Segment Open

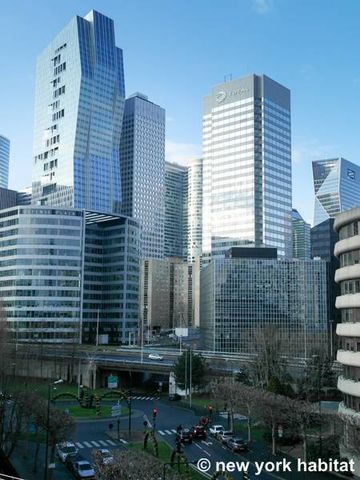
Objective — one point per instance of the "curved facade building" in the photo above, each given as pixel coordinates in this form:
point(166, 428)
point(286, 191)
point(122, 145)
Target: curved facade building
point(4, 161)
point(347, 249)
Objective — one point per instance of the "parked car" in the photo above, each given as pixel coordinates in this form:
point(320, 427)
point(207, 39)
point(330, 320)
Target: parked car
point(237, 444)
point(155, 356)
point(104, 455)
point(225, 435)
point(199, 431)
point(215, 429)
point(65, 449)
point(80, 467)
point(186, 435)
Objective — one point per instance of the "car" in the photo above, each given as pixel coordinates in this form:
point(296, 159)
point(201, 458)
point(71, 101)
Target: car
point(65, 449)
point(186, 435)
point(237, 444)
point(155, 356)
point(199, 431)
point(215, 429)
point(104, 455)
point(80, 467)
point(225, 435)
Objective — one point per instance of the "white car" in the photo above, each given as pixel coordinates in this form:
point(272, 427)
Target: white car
point(155, 356)
point(83, 469)
point(215, 429)
point(106, 456)
point(65, 449)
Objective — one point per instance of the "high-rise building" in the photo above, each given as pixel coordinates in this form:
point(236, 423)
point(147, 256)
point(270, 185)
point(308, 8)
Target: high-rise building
point(69, 274)
point(323, 240)
point(337, 187)
point(194, 209)
point(300, 236)
point(142, 158)
point(168, 294)
point(79, 104)
point(250, 291)
point(247, 196)
point(4, 161)
point(176, 206)
point(347, 249)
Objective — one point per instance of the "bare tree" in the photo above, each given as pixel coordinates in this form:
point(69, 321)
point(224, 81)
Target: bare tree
point(130, 465)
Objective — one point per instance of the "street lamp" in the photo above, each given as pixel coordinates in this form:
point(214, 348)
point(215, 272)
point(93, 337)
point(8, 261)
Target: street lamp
point(47, 427)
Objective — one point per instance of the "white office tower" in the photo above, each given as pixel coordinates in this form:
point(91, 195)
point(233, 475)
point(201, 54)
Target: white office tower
point(247, 166)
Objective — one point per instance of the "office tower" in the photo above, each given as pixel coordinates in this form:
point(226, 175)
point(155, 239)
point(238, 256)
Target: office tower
point(195, 184)
point(167, 294)
point(252, 290)
point(323, 240)
point(4, 161)
point(337, 187)
point(142, 158)
point(79, 104)
point(347, 249)
point(69, 274)
point(247, 166)
point(300, 236)
point(176, 206)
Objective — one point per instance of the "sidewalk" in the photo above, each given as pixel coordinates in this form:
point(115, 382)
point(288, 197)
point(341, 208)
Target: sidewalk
point(23, 461)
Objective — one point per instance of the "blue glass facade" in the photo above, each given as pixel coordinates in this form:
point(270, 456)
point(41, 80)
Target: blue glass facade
point(142, 159)
point(4, 161)
point(79, 106)
point(337, 187)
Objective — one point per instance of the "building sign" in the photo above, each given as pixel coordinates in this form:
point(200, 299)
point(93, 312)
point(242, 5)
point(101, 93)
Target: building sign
point(112, 381)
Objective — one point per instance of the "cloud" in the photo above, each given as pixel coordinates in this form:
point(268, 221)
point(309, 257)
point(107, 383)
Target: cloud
point(308, 149)
point(262, 7)
point(181, 153)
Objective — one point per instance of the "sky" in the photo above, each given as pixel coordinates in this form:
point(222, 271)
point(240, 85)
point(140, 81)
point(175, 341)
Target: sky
point(175, 51)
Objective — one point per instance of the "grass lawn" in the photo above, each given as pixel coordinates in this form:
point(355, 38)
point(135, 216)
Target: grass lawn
point(164, 456)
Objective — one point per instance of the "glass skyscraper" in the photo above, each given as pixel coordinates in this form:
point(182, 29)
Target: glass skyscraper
point(79, 104)
point(195, 184)
point(337, 187)
point(4, 161)
point(300, 236)
point(175, 227)
point(142, 158)
point(247, 166)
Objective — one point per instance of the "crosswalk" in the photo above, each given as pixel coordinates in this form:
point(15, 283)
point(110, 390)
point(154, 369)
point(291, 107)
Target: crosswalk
point(99, 443)
point(167, 432)
point(144, 398)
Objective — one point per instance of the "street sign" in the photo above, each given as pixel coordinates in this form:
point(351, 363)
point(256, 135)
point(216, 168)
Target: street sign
point(116, 410)
point(112, 381)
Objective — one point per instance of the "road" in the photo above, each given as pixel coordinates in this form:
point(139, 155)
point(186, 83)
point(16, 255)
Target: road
point(93, 434)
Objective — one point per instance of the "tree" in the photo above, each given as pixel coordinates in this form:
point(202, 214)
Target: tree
point(182, 369)
point(130, 465)
point(318, 374)
point(270, 361)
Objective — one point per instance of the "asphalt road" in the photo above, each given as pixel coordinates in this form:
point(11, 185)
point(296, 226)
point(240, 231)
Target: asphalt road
point(93, 434)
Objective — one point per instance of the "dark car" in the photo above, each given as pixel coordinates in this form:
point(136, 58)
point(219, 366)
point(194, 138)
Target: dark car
point(186, 435)
point(199, 431)
point(237, 444)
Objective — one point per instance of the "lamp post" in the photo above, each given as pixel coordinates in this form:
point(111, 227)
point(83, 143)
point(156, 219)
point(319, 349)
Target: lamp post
point(47, 427)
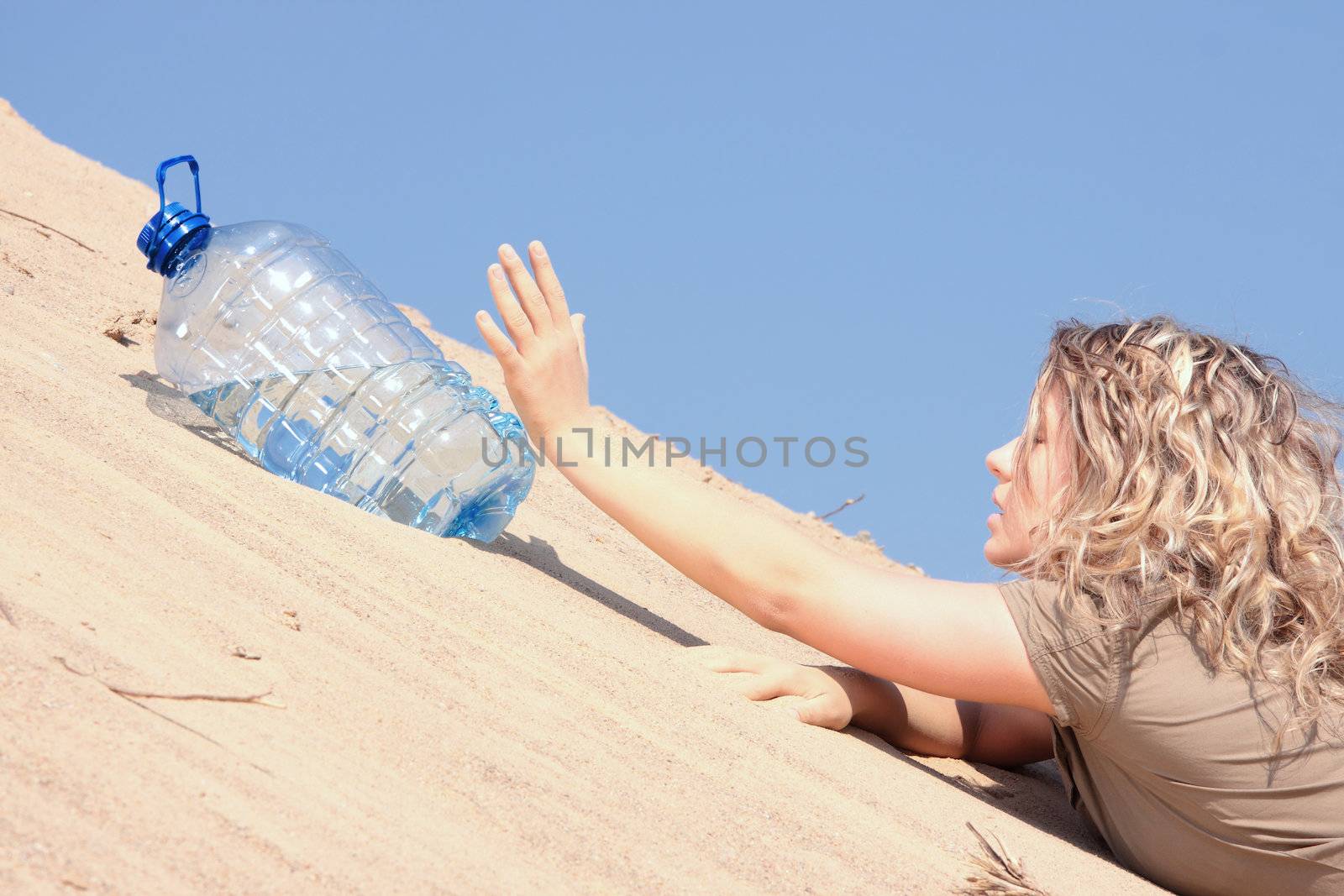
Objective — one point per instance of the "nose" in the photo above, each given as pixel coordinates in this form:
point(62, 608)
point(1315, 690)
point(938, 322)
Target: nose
point(1000, 459)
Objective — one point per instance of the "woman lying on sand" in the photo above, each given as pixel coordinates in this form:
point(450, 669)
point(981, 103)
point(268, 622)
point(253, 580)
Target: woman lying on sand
point(1176, 640)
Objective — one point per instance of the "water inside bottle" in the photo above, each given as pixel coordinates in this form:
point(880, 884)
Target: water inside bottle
point(409, 441)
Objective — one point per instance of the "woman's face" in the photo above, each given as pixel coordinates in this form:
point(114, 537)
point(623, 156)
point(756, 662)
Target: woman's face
point(1021, 508)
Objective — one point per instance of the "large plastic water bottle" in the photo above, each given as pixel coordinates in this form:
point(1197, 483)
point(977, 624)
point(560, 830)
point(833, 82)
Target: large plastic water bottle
point(280, 338)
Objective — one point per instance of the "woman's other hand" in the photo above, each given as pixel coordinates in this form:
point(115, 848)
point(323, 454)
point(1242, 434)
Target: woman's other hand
point(819, 698)
point(543, 355)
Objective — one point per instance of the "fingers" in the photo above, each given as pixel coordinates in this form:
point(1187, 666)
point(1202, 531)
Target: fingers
point(549, 282)
point(528, 296)
point(578, 320)
point(495, 338)
point(515, 320)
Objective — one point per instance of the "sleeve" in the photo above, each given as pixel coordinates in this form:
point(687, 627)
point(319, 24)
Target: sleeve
point(1079, 663)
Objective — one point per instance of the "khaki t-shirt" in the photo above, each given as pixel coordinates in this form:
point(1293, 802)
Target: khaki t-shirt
point(1171, 763)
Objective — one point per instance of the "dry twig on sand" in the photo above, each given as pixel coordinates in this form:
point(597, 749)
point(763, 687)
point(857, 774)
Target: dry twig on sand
point(128, 692)
point(34, 221)
point(847, 503)
point(999, 873)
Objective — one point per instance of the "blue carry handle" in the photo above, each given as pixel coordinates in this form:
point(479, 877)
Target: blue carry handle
point(163, 172)
point(167, 230)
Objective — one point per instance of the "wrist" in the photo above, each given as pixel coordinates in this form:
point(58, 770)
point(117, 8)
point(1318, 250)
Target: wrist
point(569, 438)
point(867, 694)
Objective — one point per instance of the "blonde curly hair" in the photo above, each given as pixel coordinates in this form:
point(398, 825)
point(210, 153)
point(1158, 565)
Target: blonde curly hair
point(1209, 468)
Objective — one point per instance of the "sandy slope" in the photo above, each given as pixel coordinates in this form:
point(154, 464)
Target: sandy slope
point(444, 718)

Segment Closed

## Problem details:
Take the listing above and restate it word for word, without its pictures.

## Completed task:
Objective — one point per instance of the "curved facade building" in the photo above, each given as pixel coordinates in this form:
point(166, 428)
point(286, 191)
point(122, 145)
Target: curved facade building
point(4, 161)
point(347, 249)
Objective — one point per instance of the "parked car" in the photo above, each given as pixel coordinates in this form:
point(320, 427)
point(207, 39)
point(330, 320)
Target: parked car
point(237, 444)
point(155, 356)
point(104, 455)
point(225, 435)
point(199, 431)
point(215, 429)
point(65, 449)
point(80, 467)
point(186, 435)
Objective — one point per instance of the "car" in the photo above, each given as pixel coordinates in this form:
point(296, 159)
point(201, 458)
point(71, 101)
Target: car
point(65, 449)
point(186, 435)
point(237, 444)
point(155, 356)
point(199, 431)
point(215, 429)
point(104, 455)
point(80, 467)
point(225, 435)
Objective — one point per instance of the "white car" in the photo above, each given as pixel coordinates in this form:
point(272, 427)
Target: white car
point(155, 356)
point(83, 469)
point(215, 429)
point(106, 456)
point(65, 449)
Objective — one point per instance of the "high-rise building" in the photo above, each given as pixel coordinates in this form:
point(236, 423)
point(147, 256)
point(270, 185)
point(308, 8)
Target: high-rise building
point(69, 274)
point(323, 240)
point(337, 187)
point(194, 209)
point(300, 236)
point(142, 158)
point(168, 294)
point(79, 104)
point(250, 291)
point(247, 196)
point(4, 161)
point(176, 206)
point(347, 249)
Objective — one point per instance of the "bare tree" in the photo above, each given as pixel coordinates in this form:
point(69, 321)
point(224, 81)
Target: bare tree
point(130, 465)
Objective — one point per instance of the "street lamp" in the photo above, each given as pixel coordinates in this form:
point(214, 348)
point(215, 272)
point(93, 337)
point(8, 261)
Target: street lamp
point(47, 427)
Objective — one point per instance of the "white office tower" in the photo above, each given as pixel coordinates in this form:
point(91, 195)
point(233, 475)
point(201, 54)
Target: white office tower
point(247, 166)
Objective — one point per instance of the "office tower" in the photo above, each given as pixel coordinates in this form:
point(226, 175)
point(155, 239)
point(238, 256)
Target: office tower
point(195, 184)
point(167, 294)
point(252, 290)
point(323, 240)
point(4, 161)
point(337, 187)
point(142, 158)
point(79, 104)
point(347, 249)
point(69, 274)
point(247, 166)
point(300, 236)
point(176, 206)
Objective — one point per instance of the "sidewalk" in the photo above, each given as pixel coordinates in this form:
point(115, 382)
point(288, 197)
point(341, 208)
Target: sidewalk
point(23, 461)
Objective — one point per instance of the "blue glass facade" in the photo above, each given as pixel coordinates in this form:
point(270, 456)
point(41, 80)
Target: blue glass facade
point(142, 159)
point(4, 161)
point(79, 106)
point(337, 187)
Objective — one point per instance of the "building sign" in the photo above, each given as pixel coordinates in this form:
point(200, 299)
point(93, 312)
point(242, 5)
point(101, 93)
Target: building sign
point(112, 381)
Objective — one point per instance of the "cloud" in the photo above, each given as pixel coordinates in this form:
point(268, 221)
point(309, 257)
point(107, 383)
Target: cloud
point(308, 149)
point(262, 7)
point(181, 153)
Objective — one point per instance of the "sky" in the photo above, each given as pixel coordinates in this form:
point(222, 271)
point(240, 85)
point(140, 81)
point(175, 341)
Target: sky
point(175, 51)
Objective — one point per instance of the "grass lawn" in the photo above, each given as pixel coordinates in this form:
point(355, 38)
point(135, 216)
Target: grass lawn
point(164, 456)
Objective — one point per instance of the "glass skyscraper" in the photo above, each given as pixel coordinates in this form:
point(182, 29)
Target: glass skyscraper
point(79, 104)
point(195, 184)
point(337, 187)
point(4, 161)
point(300, 236)
point(175, 227)
point(142, 158)
point(247, 166)
Objective — one point per instance of the "crosswalk" in the photo above, each given as pixel coordinates in this form:
point(15, 283)
point(110, 390)
point(154, 369)
point(291, 107)
Target: crosswalk
point(99, 443)
point(167, 432)
point(144, 398)
Objective — one point per instance of the "street sign" in the photo above, each given as pixel coordinates in this form:
point(351, 363)
point(256, 135)
point(216, 168)
Target: street sign
point(116, 410)
point(112, 381)
Objective — one point per instance of the "road" in the photo above, each given as pixel coordinates in this form:
point(139, 155)
point(186, 83)
point(16, 255)
Target: road
point(93, 434)
Objective — one point per instance of the "tree" in the photo above, each given as pixel coordinates in this form:
point(202, 214)
Target: tree
point(182, 369)
point(130, 465)
point(318, 374)
point(270, 361)
Objective — one point per instance of the "asphalt road" in the photo above, each given as pixel coordinates in this form:
point(11, 185)
point(296, 226)
point(240, 231)
Target: asphalt road
point(93, 434)
Objective — one point per instance of the "dark car" in the photo above, each given as pixel coordinates in this form:
point(136, 58)
point(219, 366)
point(194, 138)
Target: dark car
point(186, 435)
point(199, 431)
point(237, 444)
Objective — one point per instance of the "lamp post" in the photo above, each given as pixel coordinates in this form:
point(111, 227)
point(83, 143)
point(156, 219)
point(319, 349)
Target: lamp post
point(47, 427)
Objective — one point per instance of the "nose" in the photo above, each given as pixel coordinates in this form:
point(62, 608)
point(1315, 690)
point(938, 322)
Target: nose
point(1000, 459)
Objective — one point per instance of the "woman lying on sand" in the photo above, each given as pixel coordinates in this form:
point(450, 669)
point(981, 103)
point(268, 622)
point(253, 580)
Target: woman lying on sand
point(1176, 640)
Objective — one point per instance of the "water inside bottle" in the photo above, each given as pixel coordinates in this form:
point(880, 884)
Target: water inside bottle
point(409, 441)
Objective — one point per instance of the "woman's face" in the photo above, each given as pixel coordinates in this form:
point(114, 537)
point(623, 156)
point(756, 662)
Target: woman's face
point(1021, 508)
Objective — one point per instance of the "large plastic water bottle" in the photo above, each given as pixel coordinates in this form:
point(1197, 483)
point(977, 624)
point(560, 830)
point(833, 82)
Target: large plastic water bottle
point(280, 338)
Objective — one point per instance of the "woman's other hand" in the photo above, each given as pixel coordinates in this form:
point(115, 848)
point(323, 454)
point(1242, 434)
Target: woman's other hand
point(819, 698)
point(543, 355)
Objective — one point per instance of the "fingers" in the photo above, each given as pixel coordinates in this form:
point(1187, 666)
point(1202, 531)
Target: fingers
point(549, 282)
point(528, 296)
point(578, 320)
point(495, 338)
point(515, 320)
Objective — one point per instance of the "sleeve" in the photo above, each given as pixel coordinates in this form:
point(687, 627)
point(319, 24)
Target: sleeve
point(1079, 663)
Objective — one point per instance of the "khaki t-shirt" in the photo above, each given as pixel coordinates in this form:
point(1293, 802)
Target: khaki t-shirt
point(1171, 763)
Objective — one point per instance of the "dry twig on sand" in the photo above, each given as pixel coordinates in this form:
point(597, 749)
point(763, 687)
point(857, 774)
Target: dry twig on sand
point(128, 692)
point(34, 221)
point(847, 503)
point(999, 873)
Objective — one point per instance of the "blue carry handle" in the photo above, each given as pixel coordinates in this form:
point(479, 877)
Target: blue carry handle
point(163, 172)
point(167, 230)
Objective — one point per instance of the "wrist" in the photo above, each given as pixel coordinates in this form:
point(58, 770)
point(117, 8)
point(1318, 250)
Target: wrist
point(569, 438)
point(867, 694)
Objective — one point per instance of the "blonde curly hair" in the photo above, each given as pixel coordinates in this form:
point(398, 825)
point(210, 153)
point(1158, 565)
Target: blonde curly hair
point(1209, 468)
Objective — one point per instance of the "sandy slope" in the photo above, each given as pixel coordinates in this form:
point(154, 464)
Target: sandy slope
point(444, 718)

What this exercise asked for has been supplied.